Point-based annotation data:
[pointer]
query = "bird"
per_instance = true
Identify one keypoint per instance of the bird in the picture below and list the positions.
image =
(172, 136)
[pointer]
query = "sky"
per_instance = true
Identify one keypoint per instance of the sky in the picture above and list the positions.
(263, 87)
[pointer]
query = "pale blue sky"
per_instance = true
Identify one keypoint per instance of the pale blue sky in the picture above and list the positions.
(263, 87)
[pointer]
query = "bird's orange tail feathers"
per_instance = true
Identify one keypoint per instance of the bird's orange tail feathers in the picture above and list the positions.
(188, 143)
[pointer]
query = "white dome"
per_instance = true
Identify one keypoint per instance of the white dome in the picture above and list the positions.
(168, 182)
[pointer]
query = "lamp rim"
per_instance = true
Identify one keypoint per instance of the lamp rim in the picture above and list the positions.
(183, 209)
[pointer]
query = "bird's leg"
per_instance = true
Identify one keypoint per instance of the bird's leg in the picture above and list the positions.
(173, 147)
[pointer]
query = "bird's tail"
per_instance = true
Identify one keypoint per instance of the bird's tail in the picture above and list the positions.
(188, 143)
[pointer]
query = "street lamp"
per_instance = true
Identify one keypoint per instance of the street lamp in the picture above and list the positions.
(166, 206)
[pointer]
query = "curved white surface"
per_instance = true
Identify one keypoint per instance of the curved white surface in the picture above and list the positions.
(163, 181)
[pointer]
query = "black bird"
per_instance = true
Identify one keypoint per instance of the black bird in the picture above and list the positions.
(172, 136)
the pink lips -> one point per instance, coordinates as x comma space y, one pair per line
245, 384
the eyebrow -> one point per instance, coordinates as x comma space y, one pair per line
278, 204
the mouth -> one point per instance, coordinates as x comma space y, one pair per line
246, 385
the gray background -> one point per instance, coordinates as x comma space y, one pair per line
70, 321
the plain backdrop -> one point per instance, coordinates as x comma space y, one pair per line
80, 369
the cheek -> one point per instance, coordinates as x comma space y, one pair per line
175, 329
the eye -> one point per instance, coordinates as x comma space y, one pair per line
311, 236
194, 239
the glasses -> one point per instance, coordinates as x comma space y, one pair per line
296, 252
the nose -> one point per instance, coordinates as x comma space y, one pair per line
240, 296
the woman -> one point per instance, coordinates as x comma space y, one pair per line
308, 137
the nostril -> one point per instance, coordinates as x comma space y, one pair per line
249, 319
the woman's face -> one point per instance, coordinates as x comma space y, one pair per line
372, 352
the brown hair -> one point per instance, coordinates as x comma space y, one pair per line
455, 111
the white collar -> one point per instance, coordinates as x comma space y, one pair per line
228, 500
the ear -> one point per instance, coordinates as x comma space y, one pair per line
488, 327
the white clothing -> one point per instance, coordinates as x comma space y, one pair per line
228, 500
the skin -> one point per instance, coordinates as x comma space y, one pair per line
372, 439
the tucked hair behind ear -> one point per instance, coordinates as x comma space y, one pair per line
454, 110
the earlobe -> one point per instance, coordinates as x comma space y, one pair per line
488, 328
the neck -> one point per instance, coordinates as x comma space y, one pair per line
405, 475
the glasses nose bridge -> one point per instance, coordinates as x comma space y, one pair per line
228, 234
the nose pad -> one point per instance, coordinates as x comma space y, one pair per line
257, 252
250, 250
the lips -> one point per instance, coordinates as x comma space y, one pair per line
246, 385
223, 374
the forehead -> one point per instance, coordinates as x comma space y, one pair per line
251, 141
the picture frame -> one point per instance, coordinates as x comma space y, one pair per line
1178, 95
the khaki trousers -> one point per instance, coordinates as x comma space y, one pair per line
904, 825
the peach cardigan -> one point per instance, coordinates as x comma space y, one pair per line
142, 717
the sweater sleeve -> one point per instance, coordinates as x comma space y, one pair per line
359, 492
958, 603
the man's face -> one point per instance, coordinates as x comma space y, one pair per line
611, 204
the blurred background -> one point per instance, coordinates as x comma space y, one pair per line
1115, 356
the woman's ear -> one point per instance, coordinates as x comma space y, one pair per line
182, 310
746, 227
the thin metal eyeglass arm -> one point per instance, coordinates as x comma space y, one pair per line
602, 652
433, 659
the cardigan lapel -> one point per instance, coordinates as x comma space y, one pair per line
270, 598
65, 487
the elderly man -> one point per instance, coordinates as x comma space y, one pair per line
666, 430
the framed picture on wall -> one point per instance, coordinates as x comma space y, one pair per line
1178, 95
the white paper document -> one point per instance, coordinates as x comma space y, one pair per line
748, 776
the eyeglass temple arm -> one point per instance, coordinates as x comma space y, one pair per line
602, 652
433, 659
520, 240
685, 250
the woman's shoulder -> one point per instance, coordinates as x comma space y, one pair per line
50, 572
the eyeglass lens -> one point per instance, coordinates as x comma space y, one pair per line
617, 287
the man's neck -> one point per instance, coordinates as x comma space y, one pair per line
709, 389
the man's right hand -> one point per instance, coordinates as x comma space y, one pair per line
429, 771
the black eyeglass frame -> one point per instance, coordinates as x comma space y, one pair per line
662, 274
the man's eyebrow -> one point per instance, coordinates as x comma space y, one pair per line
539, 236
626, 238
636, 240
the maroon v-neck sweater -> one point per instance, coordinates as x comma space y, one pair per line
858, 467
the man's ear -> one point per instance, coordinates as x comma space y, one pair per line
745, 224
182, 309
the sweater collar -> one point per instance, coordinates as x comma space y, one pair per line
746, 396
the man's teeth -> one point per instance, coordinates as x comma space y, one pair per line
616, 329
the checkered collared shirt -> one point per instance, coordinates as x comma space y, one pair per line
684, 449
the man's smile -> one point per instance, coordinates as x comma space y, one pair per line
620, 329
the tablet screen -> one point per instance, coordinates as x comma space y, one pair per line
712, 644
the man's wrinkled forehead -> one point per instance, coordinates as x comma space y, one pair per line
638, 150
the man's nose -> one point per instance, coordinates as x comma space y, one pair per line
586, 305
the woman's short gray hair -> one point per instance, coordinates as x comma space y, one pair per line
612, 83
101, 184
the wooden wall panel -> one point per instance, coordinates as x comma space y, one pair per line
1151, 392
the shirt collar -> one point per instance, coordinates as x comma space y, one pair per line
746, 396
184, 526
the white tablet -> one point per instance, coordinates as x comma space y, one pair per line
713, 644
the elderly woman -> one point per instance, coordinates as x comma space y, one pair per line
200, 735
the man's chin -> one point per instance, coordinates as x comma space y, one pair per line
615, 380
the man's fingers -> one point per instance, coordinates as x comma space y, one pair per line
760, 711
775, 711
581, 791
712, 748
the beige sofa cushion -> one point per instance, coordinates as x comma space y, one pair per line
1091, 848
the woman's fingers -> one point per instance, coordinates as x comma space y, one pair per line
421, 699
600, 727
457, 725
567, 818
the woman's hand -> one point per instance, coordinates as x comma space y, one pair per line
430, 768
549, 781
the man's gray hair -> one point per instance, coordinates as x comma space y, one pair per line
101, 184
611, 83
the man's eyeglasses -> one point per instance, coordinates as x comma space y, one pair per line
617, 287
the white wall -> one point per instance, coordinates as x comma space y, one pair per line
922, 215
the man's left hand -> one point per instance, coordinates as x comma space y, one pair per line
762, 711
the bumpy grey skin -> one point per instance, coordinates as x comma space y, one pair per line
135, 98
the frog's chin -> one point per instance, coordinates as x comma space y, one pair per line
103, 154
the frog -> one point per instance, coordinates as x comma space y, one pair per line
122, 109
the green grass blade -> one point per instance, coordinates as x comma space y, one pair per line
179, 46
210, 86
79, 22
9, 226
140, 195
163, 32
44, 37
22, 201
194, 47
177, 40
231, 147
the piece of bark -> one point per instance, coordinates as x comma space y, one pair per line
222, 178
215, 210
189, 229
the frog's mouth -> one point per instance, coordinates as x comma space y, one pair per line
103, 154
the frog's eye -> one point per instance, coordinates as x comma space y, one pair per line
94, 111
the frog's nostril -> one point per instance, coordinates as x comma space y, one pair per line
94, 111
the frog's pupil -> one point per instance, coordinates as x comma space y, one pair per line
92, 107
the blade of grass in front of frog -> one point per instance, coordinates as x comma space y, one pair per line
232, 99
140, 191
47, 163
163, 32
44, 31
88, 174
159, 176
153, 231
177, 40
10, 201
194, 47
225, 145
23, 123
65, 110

* * *

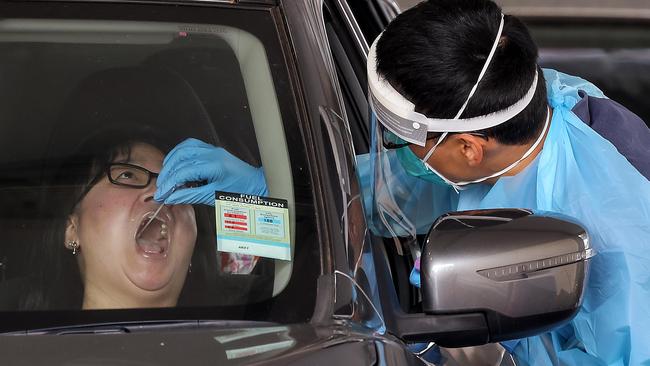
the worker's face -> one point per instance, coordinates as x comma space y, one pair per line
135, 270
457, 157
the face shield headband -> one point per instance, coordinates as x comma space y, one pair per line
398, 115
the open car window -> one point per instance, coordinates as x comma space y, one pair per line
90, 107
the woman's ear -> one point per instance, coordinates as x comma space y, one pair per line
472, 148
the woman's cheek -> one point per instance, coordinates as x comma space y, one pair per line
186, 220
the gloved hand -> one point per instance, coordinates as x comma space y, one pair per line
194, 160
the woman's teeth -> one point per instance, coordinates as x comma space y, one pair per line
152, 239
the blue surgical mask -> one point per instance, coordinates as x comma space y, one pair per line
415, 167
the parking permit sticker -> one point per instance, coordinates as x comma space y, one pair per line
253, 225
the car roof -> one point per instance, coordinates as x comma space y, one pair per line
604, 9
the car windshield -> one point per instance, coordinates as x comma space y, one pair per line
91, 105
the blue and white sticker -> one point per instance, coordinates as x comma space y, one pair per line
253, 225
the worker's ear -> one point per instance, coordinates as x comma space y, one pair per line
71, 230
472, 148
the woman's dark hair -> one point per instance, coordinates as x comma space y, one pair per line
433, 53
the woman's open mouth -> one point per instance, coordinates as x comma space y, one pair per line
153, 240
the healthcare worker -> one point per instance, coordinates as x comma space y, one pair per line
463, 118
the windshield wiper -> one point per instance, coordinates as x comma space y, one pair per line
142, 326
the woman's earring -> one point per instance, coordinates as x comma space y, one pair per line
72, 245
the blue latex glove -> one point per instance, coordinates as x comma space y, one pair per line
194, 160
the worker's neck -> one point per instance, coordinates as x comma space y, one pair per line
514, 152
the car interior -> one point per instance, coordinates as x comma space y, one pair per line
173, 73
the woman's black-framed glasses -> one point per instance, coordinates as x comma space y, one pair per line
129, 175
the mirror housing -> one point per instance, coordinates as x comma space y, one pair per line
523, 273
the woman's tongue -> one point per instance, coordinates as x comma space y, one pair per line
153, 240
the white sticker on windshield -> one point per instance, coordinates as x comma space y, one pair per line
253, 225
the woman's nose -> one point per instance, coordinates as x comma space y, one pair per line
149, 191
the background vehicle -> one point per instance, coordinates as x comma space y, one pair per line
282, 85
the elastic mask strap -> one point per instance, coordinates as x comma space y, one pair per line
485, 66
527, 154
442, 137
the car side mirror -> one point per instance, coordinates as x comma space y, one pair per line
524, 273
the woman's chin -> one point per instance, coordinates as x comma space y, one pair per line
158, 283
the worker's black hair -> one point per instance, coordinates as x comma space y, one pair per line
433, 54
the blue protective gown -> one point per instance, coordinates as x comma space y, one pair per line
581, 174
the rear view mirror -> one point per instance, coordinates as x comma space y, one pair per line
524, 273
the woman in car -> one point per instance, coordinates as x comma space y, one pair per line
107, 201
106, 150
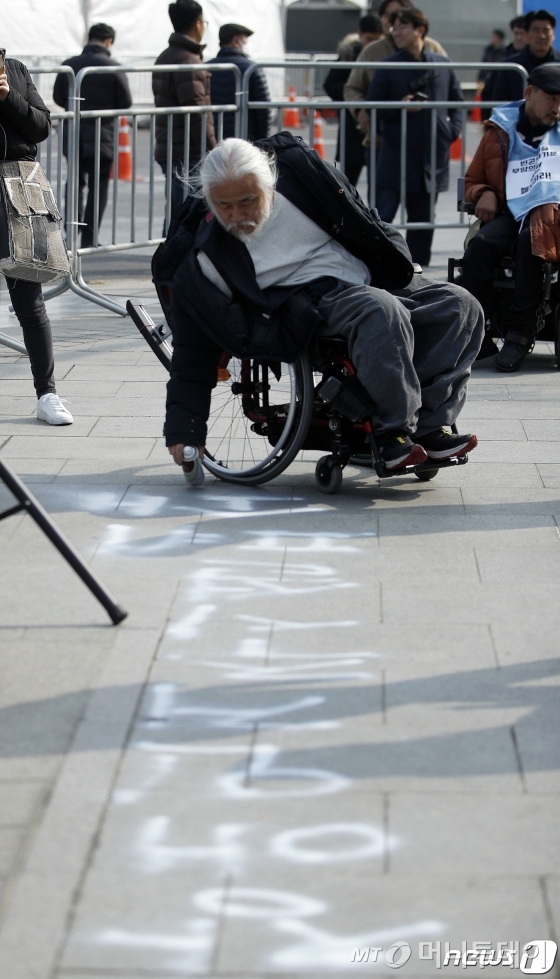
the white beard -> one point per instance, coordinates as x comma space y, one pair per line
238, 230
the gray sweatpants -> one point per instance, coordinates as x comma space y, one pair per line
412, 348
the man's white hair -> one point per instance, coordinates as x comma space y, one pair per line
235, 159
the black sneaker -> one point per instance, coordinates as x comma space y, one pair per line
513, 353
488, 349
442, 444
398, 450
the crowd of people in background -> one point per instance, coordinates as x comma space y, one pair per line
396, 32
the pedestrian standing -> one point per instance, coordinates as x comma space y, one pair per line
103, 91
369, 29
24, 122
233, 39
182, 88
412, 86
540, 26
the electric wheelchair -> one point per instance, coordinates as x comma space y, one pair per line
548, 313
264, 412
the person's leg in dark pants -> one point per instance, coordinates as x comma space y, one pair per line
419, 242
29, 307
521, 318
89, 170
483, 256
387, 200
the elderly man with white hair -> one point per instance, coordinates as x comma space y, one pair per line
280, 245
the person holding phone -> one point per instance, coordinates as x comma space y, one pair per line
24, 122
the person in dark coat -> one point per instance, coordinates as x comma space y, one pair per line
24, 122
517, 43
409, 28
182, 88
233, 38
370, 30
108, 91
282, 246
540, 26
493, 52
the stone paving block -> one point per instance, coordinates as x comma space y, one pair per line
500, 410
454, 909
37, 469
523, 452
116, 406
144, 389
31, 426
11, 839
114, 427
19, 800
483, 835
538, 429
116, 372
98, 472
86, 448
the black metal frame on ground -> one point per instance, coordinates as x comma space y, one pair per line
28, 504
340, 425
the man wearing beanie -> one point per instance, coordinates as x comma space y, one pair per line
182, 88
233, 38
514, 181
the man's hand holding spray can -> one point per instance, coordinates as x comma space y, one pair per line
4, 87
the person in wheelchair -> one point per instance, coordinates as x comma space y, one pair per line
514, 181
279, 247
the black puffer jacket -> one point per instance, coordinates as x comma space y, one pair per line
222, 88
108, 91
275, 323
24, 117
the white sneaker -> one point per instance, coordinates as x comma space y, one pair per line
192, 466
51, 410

EXERCISE OBJECTIVE:
In the material above, list every line that has the string "neck" in it, copying each line in full.

RESPONSE TO THE EXERCISE:
the neck -> one point per instance, coordinates as x comma space y, one pair per line
the man's neck -> one point per instance, coordinates as x comma space y, one pair per line
the maroon v-neck sweater -> one point per instance, coordinates as x comma space y, one pair per line
the worker's neck -> one point per instance, coordinates as x comma space y, one pair per line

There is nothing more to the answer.